TASK DETAILS:
Reproduce the rows below word for word, omitting the pictures.

ITEMS:

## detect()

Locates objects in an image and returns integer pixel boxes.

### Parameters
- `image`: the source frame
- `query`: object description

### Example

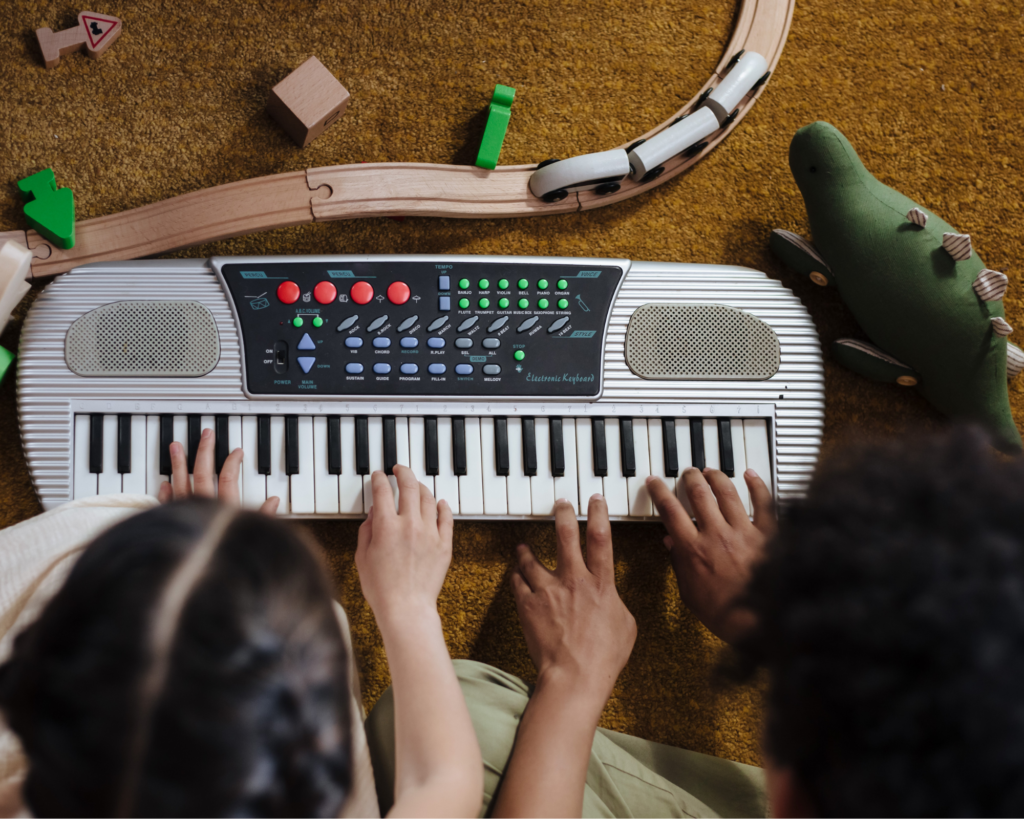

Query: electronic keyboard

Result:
[17,256,824,520]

SOLUTION FOR THIS EXERCISE:
## detect()

Locates objects in an image and returns integer pixel boxes.

### Parameters
- `image`: the source frame
- `query`: object description

### Example


Query: electronic keyboard

Result:
[17,256,824,520]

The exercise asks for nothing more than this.